● **Petunjuk**:
[A] Salin kembali bagian teks tentang kebun hidroponik desa antara "Sinar Tani, Bogor—Hidropinik" dan "belakang kantor desa.", keduanya ikut disalin, lalu tukar "lahan" dengan "tanah".
[B] Menurut teks tentang kebun hidroponik desa, mengapa pemerintah desa mengembangkan pertanian hidroponik? Jawab dalam satu sampai tiga kalimat.

Sinar Tani, Bogor—Hidropinik menjadi pilihan warga ibukota untuk bertani di tengah keterbatasan lahan. Seperti warga Desa Wanaheran, Gunung Putri, Bogor. Menggunakan dana desa dan memanfaatkan lahan desa, Pemerintah Desa Wanaherang membangun kebun hidroponik sebagai tempat memperkenalkan urban farming kepada masyarakat sekitar.
Di desa yang demografinya dikelilingi industri ini, lahan pertanian menjadi hal yang semakin sulit ditemui. Karena itu untuk pengembangan program ketahanan pangan, pemerintah Desa Wanaherang mencoba mengembangkan pertanian hidroponik yang dimulai dengan memanfaatkan lahan yang terletak di belakang kantor desa.

● **Data yang Diberikan**:
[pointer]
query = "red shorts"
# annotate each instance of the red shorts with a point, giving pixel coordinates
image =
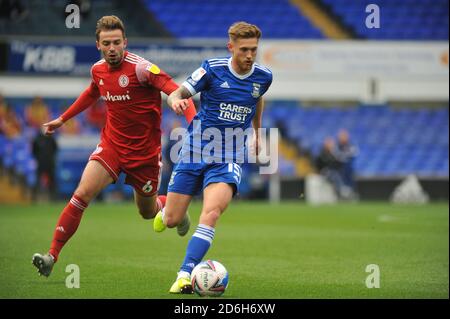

● **Jawaban Tiap Tugas**:
[A]
Sinar Tani, Bogor—Hidropinik menjadi pilihan warga ibukota untuk bertani di tengah keterbatasan tanah. Seperti warga Desa Wanaheran, Gunung Putri, Bogor. Menggunakan dana desa dan memanfaatkan tanah desa, Pemerintah Desa Wanaherang membangun kebun hidroponik sebagai tempat memperkenalkan urban farming kepada masyarakat sekitar.
Di desa yang demografinya dikelilingi industri ini, tanah pertanian menjadi hal yang semakin sulit ditemui. Karena itu untuk pengembangan program ketahanan pangan, pemerintah Desa Wanaherang mencoba mengembangkan pertanian hidroponik yang dimulai dengan memanfaatkan tanah yang terletak di belakang kantor desa.

[B] Desa itu dikelilingi industri, sehingga lahan pertanian makin sulit ditemui. Karena itu, untuk mengembangkan program ketahanan pangan, pemerintah desa mencoba pertanian hidroponik, dimulai di lahan di belakang kantor desa.